THE TASK
Answer these from the film review below:
(a) Who produced the film?
(b) How many titles did Torchlight put out before the Paramount deal collapsed?
(c) On what planet do the three teenagers crash-land?

SELECTED PASSAGE
--- --- ---
- Directed by “Ellen Cabot” (David DeCoteau)
- Written by Alexander Sachs
- Starring
- Sarah Bellemo
- Tamara Landry
- Nicole Posey
- Michael Todd Davis
- Joe Estevez
- Produced by Karen L. Spencer
- Executive produced by Charles Band
It was probably inevitable, once Charles Band started enjoying success with his Full Moon titles (and make no mistake, the Full Moon titles were some of the most profitable in Paramount’s video distribution stable, out-earning most of their theatrical release titles), that he would expand in both directions — by which I mean, he started Moonbeam Entertainment to put out genre-related kidvids, and he started Torchlight Entertainment for “racier” fare. Torchlight only put out three titles before the Paramount deal went belly-up, of which this was the first. Let me tell you, it’s not exactly the kind of thing you want as your flagship title.
Our heroines are Xena (Sarah Bellemo), Luna (Tamara Landry), and Sola (Nicole Posey), three outer-space teenagers. You can tell what kind of movie this is going to be, or at least what their target audience is: Xena, the good girl, is first seen in an under-the-credits shower scene. Xena’s parents have gone on vacation for three days; considering that her parents are Don Swayze (brother to Patrick) and Jackie Stallone (mother to Sly, as well as his lesser-known brother Frank — sort of the “Don Swayze” of the Stallone family), I can only rejoice with her. Thanks to her two friends’ persuasion, Zena agrees to “borrow” her father’s T-Bird spaceship (which looks like a really hastily-constructed red plastic crate) for a spin; unfortunately, they run out of gas in space, and crash-land on planet Beta 45, which we around here know as earth.
--- --- ---
COLLECTED DATA
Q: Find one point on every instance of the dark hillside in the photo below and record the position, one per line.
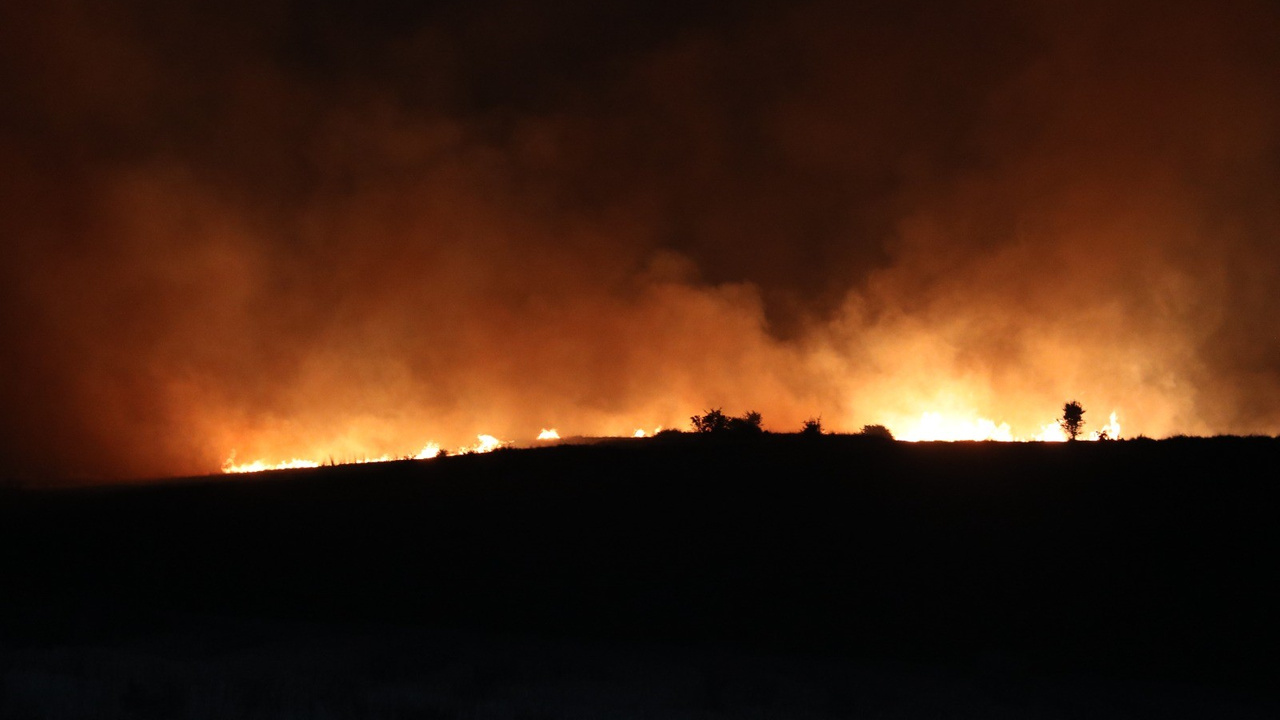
(1143, 560)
--- --- ---
REPLY TO THE TASK
(a) Karen L. Spencer
(b) Three
(c) Beta 45, which the review says we know as Earth